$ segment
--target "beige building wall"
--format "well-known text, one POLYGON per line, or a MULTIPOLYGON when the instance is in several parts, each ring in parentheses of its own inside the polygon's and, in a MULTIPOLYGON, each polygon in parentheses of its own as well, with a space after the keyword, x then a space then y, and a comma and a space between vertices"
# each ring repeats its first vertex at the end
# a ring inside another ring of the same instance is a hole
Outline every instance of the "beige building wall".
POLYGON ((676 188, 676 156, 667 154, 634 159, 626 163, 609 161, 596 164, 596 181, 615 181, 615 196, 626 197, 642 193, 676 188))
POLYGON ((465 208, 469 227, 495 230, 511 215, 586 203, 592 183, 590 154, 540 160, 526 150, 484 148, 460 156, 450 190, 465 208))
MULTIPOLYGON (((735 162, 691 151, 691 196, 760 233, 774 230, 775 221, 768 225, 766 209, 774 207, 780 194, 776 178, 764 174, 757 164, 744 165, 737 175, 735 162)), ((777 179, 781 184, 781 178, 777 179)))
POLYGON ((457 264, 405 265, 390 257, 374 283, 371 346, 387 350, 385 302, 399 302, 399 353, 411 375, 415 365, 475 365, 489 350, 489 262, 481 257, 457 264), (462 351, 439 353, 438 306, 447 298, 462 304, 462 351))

* * *

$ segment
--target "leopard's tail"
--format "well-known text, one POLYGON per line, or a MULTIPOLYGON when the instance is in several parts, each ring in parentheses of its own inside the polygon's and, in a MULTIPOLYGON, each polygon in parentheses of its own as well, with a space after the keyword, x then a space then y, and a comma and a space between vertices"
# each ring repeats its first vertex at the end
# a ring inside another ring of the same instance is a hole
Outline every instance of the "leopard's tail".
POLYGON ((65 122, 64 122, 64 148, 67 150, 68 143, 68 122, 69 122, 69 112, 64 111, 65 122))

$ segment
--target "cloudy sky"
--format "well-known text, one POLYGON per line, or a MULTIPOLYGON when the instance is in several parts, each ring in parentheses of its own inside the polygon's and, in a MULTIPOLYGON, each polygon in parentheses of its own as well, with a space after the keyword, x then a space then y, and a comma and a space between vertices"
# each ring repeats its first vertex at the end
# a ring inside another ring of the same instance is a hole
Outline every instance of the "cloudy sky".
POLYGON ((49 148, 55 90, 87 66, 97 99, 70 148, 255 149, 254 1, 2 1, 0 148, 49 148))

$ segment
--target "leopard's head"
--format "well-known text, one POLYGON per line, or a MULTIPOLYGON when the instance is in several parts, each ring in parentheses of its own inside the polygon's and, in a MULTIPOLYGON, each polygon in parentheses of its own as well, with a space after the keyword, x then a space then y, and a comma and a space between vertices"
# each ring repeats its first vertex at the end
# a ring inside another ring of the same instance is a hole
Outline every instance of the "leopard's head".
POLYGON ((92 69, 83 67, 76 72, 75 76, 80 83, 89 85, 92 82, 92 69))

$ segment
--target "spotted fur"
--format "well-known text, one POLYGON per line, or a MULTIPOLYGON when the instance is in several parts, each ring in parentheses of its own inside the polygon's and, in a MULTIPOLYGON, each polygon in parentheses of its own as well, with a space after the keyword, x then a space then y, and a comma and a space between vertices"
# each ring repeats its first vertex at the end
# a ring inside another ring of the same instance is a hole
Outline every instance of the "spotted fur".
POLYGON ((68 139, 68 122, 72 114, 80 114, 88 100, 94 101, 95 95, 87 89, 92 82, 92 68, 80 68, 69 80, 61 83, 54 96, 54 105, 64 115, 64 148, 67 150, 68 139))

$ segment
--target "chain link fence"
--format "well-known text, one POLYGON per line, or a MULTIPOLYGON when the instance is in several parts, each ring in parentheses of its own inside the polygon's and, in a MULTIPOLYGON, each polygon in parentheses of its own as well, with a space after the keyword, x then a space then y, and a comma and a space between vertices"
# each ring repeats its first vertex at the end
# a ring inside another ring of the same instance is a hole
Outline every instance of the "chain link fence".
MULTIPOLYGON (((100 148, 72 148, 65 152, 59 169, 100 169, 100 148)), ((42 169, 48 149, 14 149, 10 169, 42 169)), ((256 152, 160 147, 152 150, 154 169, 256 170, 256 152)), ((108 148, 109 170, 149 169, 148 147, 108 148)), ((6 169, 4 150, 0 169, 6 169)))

* * *

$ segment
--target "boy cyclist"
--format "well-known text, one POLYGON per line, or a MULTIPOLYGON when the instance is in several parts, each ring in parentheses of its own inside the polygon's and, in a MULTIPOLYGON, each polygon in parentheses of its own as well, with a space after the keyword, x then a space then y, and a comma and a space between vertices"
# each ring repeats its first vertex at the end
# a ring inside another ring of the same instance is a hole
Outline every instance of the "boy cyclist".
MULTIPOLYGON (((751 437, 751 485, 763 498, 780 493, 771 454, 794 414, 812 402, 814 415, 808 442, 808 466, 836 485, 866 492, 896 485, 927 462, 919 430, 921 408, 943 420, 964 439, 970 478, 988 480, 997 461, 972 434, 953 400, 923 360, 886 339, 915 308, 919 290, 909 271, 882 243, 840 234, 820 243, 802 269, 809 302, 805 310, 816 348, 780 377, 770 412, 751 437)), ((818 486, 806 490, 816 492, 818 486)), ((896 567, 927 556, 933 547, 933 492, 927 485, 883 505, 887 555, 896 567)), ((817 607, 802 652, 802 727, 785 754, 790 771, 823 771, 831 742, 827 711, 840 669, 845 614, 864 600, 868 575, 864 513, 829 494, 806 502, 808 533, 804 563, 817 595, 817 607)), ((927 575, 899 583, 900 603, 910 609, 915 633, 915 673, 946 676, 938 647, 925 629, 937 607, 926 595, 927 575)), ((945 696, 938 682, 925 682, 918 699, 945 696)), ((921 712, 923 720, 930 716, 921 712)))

**What to do:**
How many lines in the rows above contain the string "wall"? Case counts. Reply with the number alone.

**Solution for this problem:**
2